§ **Source**

It has been two months since my last post! A lot has happened in that stretch (of which I will address in the very near future), but in the meantime, here is an article about cycling in Japan that I started after Sam and I visited that fabulous country for our “mandatory” R&R back in November of 2015. I just hate mandatory R&R’s!
Anyway, two of our favorite experiences while visiting Japan were 1) cycling around Kyoto—a highly recommended activity that you can read about here on The Wayward Post, and 2) island hoping via bicycle along the beautiful Shimanami Kaido cycling trail that stretches over the Seto Inland Sea, just north of Hiroshima.
The Seto Inland Sea ride was so much fun that we wanted to share it with others, as it is a great do-it-yourself outing, very affordable, flexible and downright, gob-smacking-ly beautiful. So without further ado, here is my piece about …
Cycling over the Seto Inland Sea
Spanning across Japan’s Seto Inland Sea, lies a bicycling paradise. It’s the Shimanami Kaido bike trail, where seven suspension bridge structures connect eight islands for a one-way stretch of approximately 70 kilometers*.
Temples, museums, castles and hot springs dot this chain of isles, and when the sun burns away the clouds, the view of scattered mountains rising from the sea might seem too beautiful to be real … except that it is. Indeed, the Seto Inland Sea is touted as Japan’s most scenic waterway by the Japan National Tourism Organization and is one of Japan’s first designated national parks.
All of that natural beauty is impressive, but so are the bridges. Aside from offering cycling-break-worthy views, the last three successive Kurushima-Kaikyo suspension bridges arching over 4000 meters from Oshima Island to Imabari compose the world’s longest suspension bridge structure!
But what makes this ride especially great is the user friendliness of it all. No bike? No problem. The Shimanami Kaido bike trail is designed for tourists arriving sans cycle. Rent-a-Cycle terminals are sprinkled along the entire stretch, so that it is entirely feasible – indeed it is the normal practice – to rent a bike at an endpoint, cycle whatever distance you desire, then drop the bike off at a nearby terminal and take a bus back.

§ **Aim A**
Answer these questions using the post about cycling in Japan:
(i) In what month and year did the trip to Japan take place?
(ii) How many islands do the seven suspension bridge structures on the Shimanami Kaido trail connect?
(iii) Which organization touts the Seto Inland Sea as Japan's most scenic waterway?

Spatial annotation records

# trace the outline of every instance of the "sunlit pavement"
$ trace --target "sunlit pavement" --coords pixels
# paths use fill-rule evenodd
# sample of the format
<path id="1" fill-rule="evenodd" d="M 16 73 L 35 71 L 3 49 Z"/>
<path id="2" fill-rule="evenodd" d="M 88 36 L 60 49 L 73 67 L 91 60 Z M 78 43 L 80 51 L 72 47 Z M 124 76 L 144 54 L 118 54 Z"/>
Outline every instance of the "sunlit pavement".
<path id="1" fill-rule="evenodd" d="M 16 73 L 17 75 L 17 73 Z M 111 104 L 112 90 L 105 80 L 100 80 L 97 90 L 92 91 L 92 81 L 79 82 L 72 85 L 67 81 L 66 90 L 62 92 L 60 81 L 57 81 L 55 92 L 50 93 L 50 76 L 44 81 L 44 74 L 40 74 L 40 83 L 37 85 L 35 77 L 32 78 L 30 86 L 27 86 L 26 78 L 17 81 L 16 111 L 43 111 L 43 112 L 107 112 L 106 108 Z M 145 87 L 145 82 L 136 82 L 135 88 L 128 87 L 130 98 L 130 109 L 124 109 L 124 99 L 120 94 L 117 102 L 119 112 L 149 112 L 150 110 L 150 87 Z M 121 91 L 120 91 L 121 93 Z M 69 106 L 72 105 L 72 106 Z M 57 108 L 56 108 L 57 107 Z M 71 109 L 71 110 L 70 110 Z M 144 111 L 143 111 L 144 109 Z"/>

§ **Aim B**
Rewrite all of the records with "sunlit pavement" changed to "shaded pavement" wherever it occurs, leaving everything else the same.

§ **Solution A**
(i) November of 2015
(ii) Eight
(iii) The Japan National Tourism Organization

§ **Solution B**
# trace the outline of every instance of the "shaded pavement"
$ trace --target "shaded pavement" --coords pixels
# paths use fill-rule evenodd
# sample of the format
<path id="1" fill-rule="evenodd" d="M 16 73 L 35 71 L 3 49 Z"/>
<path id="2" fill-rule="evenodd" d="M 88 36 L 60 49 L 73 67 L 91 60 Z M 78 43 L 80 51 L 72 47 Z M 124 76 L 144 54 L 118 54 Z"/>
Outline every instance of the "shaded pavement".
<path id="1" fill-rule="evenodd" d="M 16 73 L 17 75 L 17 73 Z M 111 104 L 112 90 L 105 80 L 100 80 L 97 90 L 92 91 L 92 81 L 79 82 L 72 85 L 67 81 L 66 90 L 62 92 L 60 81 L 57 81 L 55 92 L 50 93 L 50 76 L 44 81 L 44 74 L 40 74 L 40 83 L 37 85 L 35 77 L 32 78 L 30 86 L 27 86 L 26 78 L 17 81 L 16 111 L 43 111 L 43 112 L 107 112 L 106 108 Z M 145 87 L 145 82 L 136 82 L 135 88 L 128 87 L 130 98 L 130 109 L 124 109 L 124 99 L 120 94 L 117 102 L 119 112 L 149 112 L 150 110 L 150 87 Z M 121 91 L 120 91 L 121 93 Z M 69 106 L 72 105 L 72 106 Z M 57 108 L 56 108 L 57 107 Z M 71 109 L 71 110 L 70 110 Z M 144 111 L 143 111 L 144 109 Z"/>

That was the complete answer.